start Source document

7 replies on “Links for 2007-12-11”

Meh, you guys are talking across each other, and are mostly in agreement. You’re just reacting to conversations in different spheres — the messages about open data that you’ve heard are mostly only heard by those of us deep inside the industry. The traditional IT and tech industries don’t associate those values with Web 2.0.

Shorter Shorter Nick Carr: “Why is it so hard to see, (discounting my blindfold)?”
‘Arcane scriptures’, indeed: such trolling is so Usenet 1.0. You know what might help with any common misconceptions? Not perpetuating them in order to conquer strawmen.

Sweeney, The point of my post was to counter the common misconceptions and to urge entrepreneurs to take a broader view of the net’s possibilities. Nick

Well, that’s a bit disingenuous isn’t it, given that you clearly didn’t READ the text that described the concept in the first place before rubbishing it. A more reasonable approach, I’m sure you would agree, would have been to say something along the lines of, “Many people seem to have a misconception about ‘Web 2.0’, which they would have resolved by reading one of the first texts on the subject. Perhaps Tim O’Reilly’s choice to focus on the Web in the title was in error, but…” More importantly, with a lot of people (myself included) talking about the Web of Data, there’s really no reason to assume that the Web in the title was merely the browser-based web, rather than the way the exact same structures are being used to transmit and organise data.
More importantly, that wouldn’t excuse you not really noticing that most of the work that these people have done has been focused in exactly the areas you’re saying people should have been examining.
It seems to me that you use the word ‘priesthood’ as a mocking way of describing the group of people who are defining this area and whom you haven’t read or engaged with. It’s a cover for your own lack of interest in digging deeper, and I think a cheap rhetorical ploy. That your readers may be similarly disconnected is a problem for all of us, I’m sure, but the way you’re going to serve them best is by helping them engage, not by mocking the people who are defining the future.

It seems to me that you’ve been rumbled on this pretentious and meaningless “Web 2” rhetoric.
“Defining the future”?
Jeez, talk about cyber megalomaniac arrogance.

end Source document
start Stored records

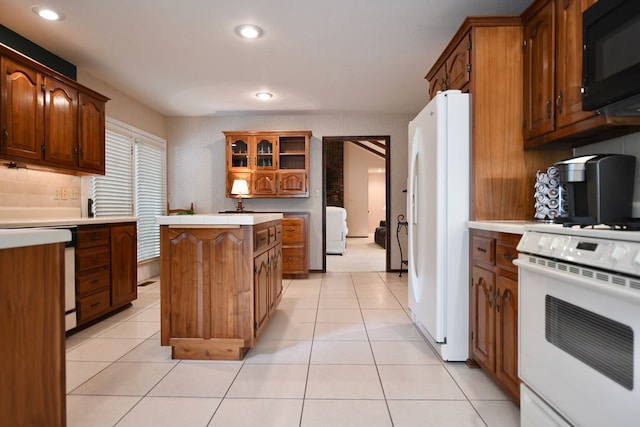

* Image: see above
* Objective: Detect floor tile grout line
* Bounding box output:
[356,272,394,427]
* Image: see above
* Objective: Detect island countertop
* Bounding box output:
[0,228,71,249]
[156,213,283,226]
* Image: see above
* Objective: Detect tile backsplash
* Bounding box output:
[574,132,640,217]
[0,165,82,208]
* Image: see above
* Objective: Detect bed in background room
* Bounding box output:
[327,206,349,255]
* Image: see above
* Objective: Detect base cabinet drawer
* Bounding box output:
[77,289,111,323]
[282,247,308,274]
[468,229,522,403]
[76,246,110,272]
[76,268,111,297]
[75,222,138,326]
[282,212,309,278]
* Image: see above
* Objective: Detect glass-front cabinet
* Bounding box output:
[223,131,311,198]
[255,136,277,169]
[227,138,251,169]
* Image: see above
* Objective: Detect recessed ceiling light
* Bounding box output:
[31,5,64,21]
[236,24,262,39]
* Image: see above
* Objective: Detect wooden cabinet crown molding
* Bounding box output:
[424,16,522,82]
[0,44,109,175]
[222,130,311,199]
[522,0,640,149]
[0,43,111,102]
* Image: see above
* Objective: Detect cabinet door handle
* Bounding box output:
[556,91,563,114]
[502,254,516,262]
[545,98,551,119]
[486,286,496,308]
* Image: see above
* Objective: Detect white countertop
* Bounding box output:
[0,228,71,249]
[0,216,138,228]
[156,213,283,225]
[467,220,552,234]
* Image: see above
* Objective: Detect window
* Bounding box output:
[91,119,166,262]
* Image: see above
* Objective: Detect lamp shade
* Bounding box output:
[231,179,249,195]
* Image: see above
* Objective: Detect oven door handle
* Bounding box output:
[513,255,640,303]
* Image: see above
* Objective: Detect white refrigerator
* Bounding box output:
[407,90,470,361]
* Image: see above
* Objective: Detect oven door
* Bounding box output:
[515,254,640,426]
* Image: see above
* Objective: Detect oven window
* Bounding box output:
[545,295,633,390]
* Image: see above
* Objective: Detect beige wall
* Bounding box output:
[369,171,393,232]
[167,114,414,270]
[0,69,167,213]
[78,69,167,139]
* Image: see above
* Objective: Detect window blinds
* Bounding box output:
[134,140,166,261]
[91,119,166,262]
[91,130,133,217]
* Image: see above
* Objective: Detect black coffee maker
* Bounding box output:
[555,154,636,225]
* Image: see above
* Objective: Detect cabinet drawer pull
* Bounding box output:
[556,91,562,114]
[502,254,516,261]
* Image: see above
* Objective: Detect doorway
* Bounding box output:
[322,135,391,272]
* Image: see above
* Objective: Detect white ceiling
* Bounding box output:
[0,0,531,116]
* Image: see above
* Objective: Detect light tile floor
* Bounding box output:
[67,272,519,427]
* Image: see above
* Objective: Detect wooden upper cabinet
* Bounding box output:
[78,92,105,175]
[425,31,471,98]
[522,0,640,148]
[555,0,596,128]
[0,46,108,174]
[426,63,447,99]
[523,1,555,139]
[447,33,471,92]
[44,76,78,168]
[0,57,44,160]
[224,131,311,198]
[254,136,278,170]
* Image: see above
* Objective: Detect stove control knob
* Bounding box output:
[538,236,549,249]
[610,245,628,262]
[549,237,564,252]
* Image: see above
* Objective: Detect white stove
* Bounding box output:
[514,224,640,427]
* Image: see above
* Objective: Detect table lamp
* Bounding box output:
[231,179,249,212]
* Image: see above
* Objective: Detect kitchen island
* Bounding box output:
[0,228,71,426]
[157,213,282,360]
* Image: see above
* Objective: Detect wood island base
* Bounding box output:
[158,214,282,360]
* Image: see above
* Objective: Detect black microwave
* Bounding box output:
[582,0,640,116]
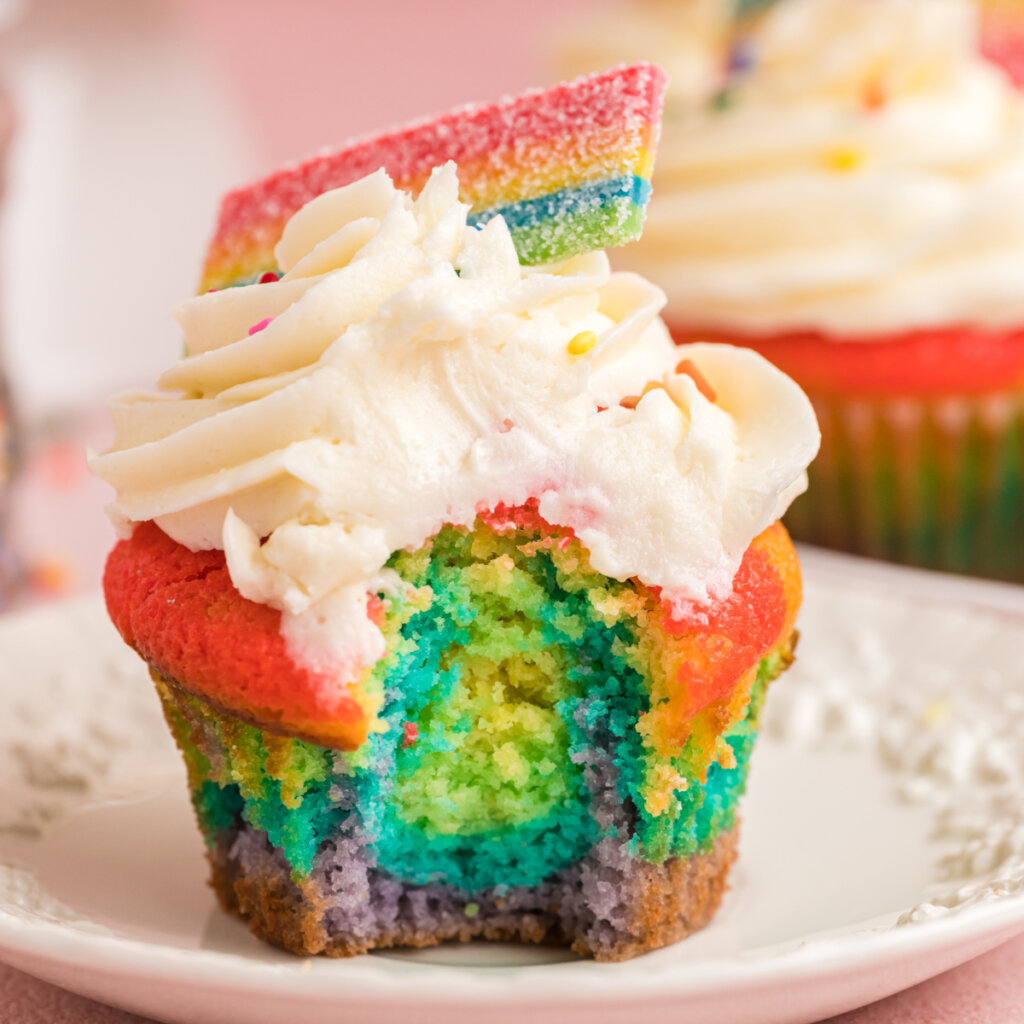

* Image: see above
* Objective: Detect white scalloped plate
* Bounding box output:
[0,551,1024,1024]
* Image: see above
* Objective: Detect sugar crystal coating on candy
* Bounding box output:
[200,63,666,291]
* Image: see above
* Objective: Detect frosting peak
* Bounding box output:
[93,159,817,664]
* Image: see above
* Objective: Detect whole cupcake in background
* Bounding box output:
[565,0,1024,580]
[93,66,817,959]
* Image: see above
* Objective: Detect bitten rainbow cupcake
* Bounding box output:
[585,0,1024,580]
[93,66,817,959]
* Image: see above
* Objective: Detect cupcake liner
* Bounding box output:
[785,393,1024,582]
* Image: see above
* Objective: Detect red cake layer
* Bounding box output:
[103,522,370,750]
[671,325,1024,397]
[103,520,801,750]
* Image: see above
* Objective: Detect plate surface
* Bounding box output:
[0,551,1024,1024]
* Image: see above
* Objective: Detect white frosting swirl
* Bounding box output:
[92,165,817,664]
[598,0,1024,337]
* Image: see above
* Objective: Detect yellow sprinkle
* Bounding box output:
[568,331,597,355]
[825,145,864,174]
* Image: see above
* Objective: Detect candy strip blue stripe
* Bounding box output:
[469,174,650,233]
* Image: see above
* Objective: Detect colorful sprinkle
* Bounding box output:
[711,89,736,111]
[861,79,889,113]
[676,359,718,401]
[568,331,597,355]
[825,145,864,174]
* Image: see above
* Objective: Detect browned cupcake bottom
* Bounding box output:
[209,825,738,961]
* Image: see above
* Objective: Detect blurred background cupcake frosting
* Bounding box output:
[565,0,1024,580]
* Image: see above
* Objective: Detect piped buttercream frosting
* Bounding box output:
[92,164,818,665]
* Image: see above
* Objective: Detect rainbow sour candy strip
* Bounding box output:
[200,63,666,291]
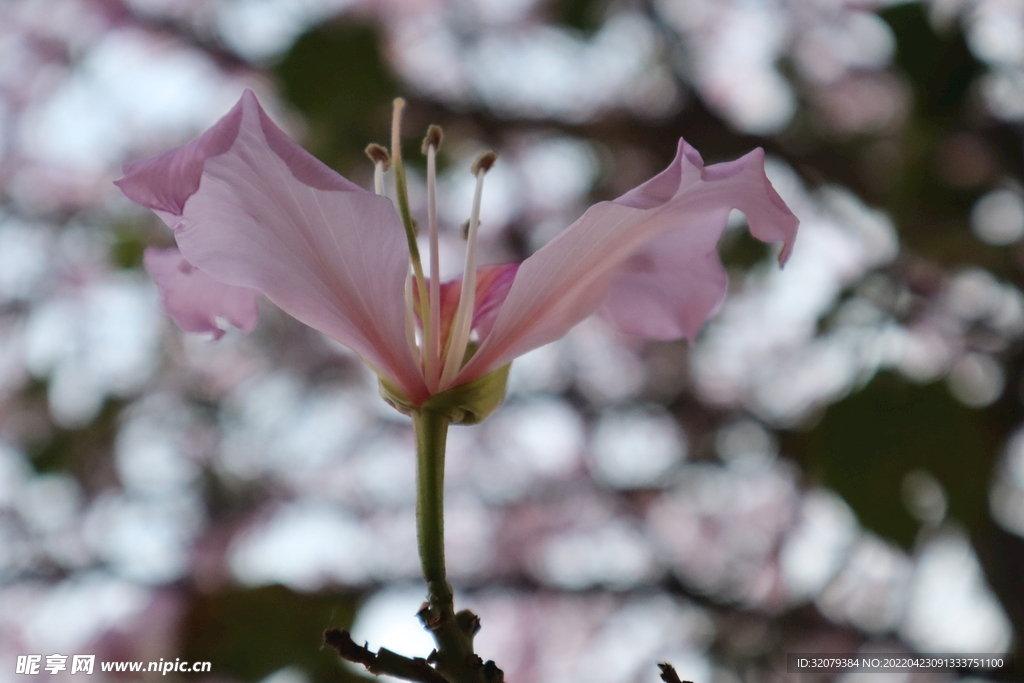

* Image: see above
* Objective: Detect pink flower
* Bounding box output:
[117,90,798,405]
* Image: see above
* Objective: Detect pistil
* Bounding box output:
[440,152,498,387]
[367,142,391,197]
[423,126,443,391]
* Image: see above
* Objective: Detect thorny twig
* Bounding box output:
[657,661,692,683]
[324,629,449,683]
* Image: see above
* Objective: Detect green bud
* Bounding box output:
[379,362,512,425]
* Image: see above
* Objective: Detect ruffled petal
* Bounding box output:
[120,90,427,402]
[142,249,259,339]
[456,140,799,383]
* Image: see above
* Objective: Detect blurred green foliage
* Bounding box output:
[275,18,400,175]
[783,373,998,548]
[181,586,369,683]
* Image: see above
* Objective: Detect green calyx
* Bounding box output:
[379,362,512,425]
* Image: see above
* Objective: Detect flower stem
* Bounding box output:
[413,408,488,683]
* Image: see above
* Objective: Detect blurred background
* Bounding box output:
[0,0,1024,683]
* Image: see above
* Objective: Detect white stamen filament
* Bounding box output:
[374,162,384,197]
[397,272,420,365]
[440,169,486,387]
[424,144,441,391]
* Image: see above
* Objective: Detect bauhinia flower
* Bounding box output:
[117,90,798,421]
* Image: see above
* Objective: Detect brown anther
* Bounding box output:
[423,124,444,154]
[367,142,391,171]
[469,150,498,175]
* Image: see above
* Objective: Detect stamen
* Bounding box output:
[423,126,443,391]
[440,152,498,387]
[422,124,444,154]
[391,97,430,368]
[404,273,421,365]
[366,142,391,195]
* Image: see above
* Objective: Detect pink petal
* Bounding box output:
[143,249,259,339]
[120,90,427,401]
[456,140,799,382]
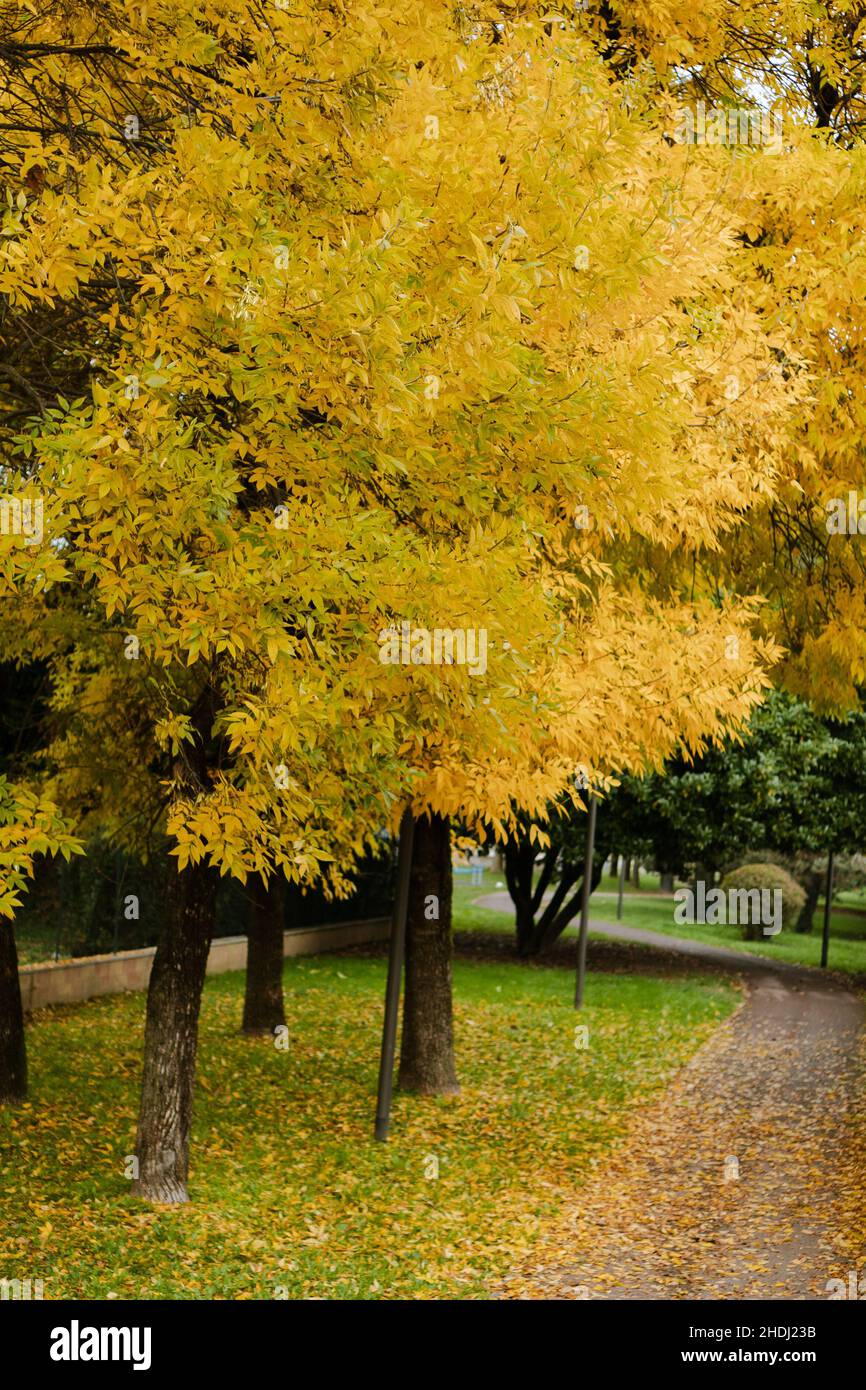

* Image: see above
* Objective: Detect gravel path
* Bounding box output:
[478,894,866,1300]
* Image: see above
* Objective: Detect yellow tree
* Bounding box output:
[0,0,796,1173]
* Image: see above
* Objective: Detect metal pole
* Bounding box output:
[822,849,833,970]
[574,792,596,1009]
[375,810,416,1140]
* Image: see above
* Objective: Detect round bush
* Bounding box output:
[720,863,806,941]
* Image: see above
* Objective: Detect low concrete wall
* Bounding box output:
[18,917,391,1013]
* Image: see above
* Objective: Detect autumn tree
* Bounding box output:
[0,0,799,1150]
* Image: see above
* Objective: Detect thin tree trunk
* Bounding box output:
[243,874,285,1034]
[132,863,217,1202]
[794,869,824,931]
[505,840,535,956]
[0,922,26,1104]
[398,816,460,1095]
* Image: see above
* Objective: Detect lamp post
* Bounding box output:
[574,792,596,1009]
[374,810,416,1140]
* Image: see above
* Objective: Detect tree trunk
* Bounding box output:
[794,869,826,933]
[398,816,460,1095]
[0,922,26,1105]
[132,863,217,1202]
[243,874,285,1034]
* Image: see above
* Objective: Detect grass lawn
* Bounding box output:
[591,894,866,974]
[0,950,738,1298]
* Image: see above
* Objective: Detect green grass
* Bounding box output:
[453,870,866,976]
[0,950,737,1298]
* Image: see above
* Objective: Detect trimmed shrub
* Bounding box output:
[720,863,806,941]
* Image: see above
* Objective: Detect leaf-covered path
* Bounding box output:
[475,897,866,1300]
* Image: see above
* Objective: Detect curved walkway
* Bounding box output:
[477,892,866,1300]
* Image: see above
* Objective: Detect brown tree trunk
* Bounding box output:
[132,863,217,1202]
[243,874,285,1034]
[398,816,460,1095]
[0,922,26,1105]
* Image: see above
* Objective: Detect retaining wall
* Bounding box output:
[18,917,391,1013]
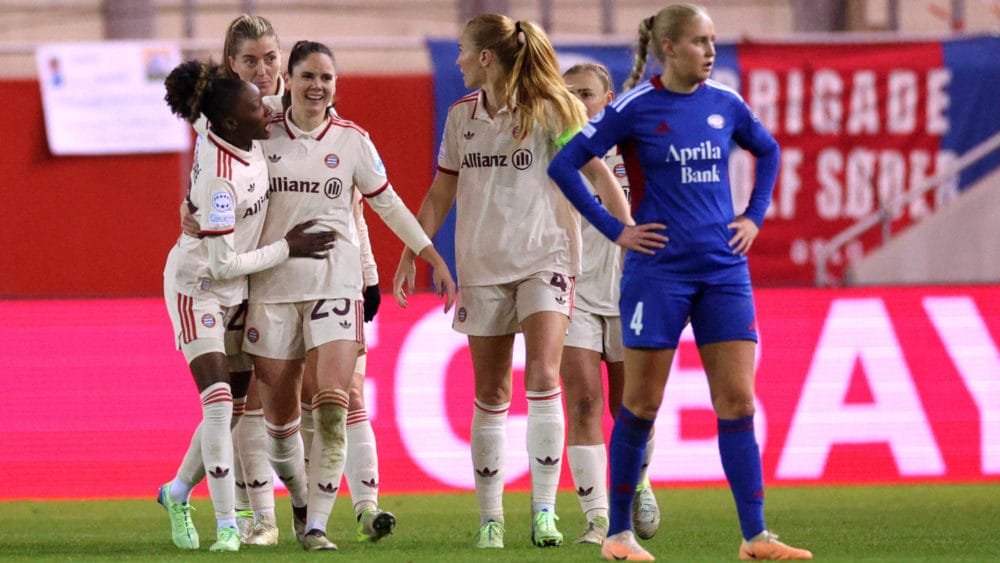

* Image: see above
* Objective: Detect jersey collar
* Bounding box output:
[282,108,333,141]
[207,131,253,166]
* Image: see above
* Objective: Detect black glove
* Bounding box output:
[365,285,382,323]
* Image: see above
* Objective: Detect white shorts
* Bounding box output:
[563,309,625,363]
[451,272,576,336]
[243,299,364,360]
[164,287,253,372]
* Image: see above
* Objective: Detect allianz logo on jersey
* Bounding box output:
[268,180,344,199]
[462,149,534,170]
[666,141,722,184]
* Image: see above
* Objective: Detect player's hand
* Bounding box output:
[726,215,760,256]
[365,284,382,323]
[433,266,455,313]
[392,253,417,309]
[285,219,336,259]
[181,203,201,238]
[615,223,670,254]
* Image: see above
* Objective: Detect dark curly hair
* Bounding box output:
[163,60,246,123]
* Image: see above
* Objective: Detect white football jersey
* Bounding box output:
[438,90,580,286]
[574,147,629,317]
[250,113,391,303]
[163,132,272,306]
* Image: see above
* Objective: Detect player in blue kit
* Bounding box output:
[549,4,812,561]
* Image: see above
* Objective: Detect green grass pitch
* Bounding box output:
[0,483,1000,563]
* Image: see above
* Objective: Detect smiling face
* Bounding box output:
[455,30,486,89]
[229,35,281,96]
[660,13,715,86]
[288,53,337,115]
[563,70,615,118]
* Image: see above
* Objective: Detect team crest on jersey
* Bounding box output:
[212,192,233,211]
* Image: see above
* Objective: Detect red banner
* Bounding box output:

end Stored records

Task objective
Copy everything in the comment thread from "It seems to me that you use" down to "defining the future.", substituting "tactic" for "ploy".

The reply
It seems to me that you use the word ‘priesthood’ as a mocking way of describing the group of people who are defining this area and whom you haven’t read or engaged with. It’s a cover for your own lack of interest in digging deeper, and I think a cheap rhetorical tactic. That your readers may be similarly disconnected is a problem for all of us, I’m sure, but the way you’re going to serve them best is by helping them engage, not by mocking the people who are defining the future.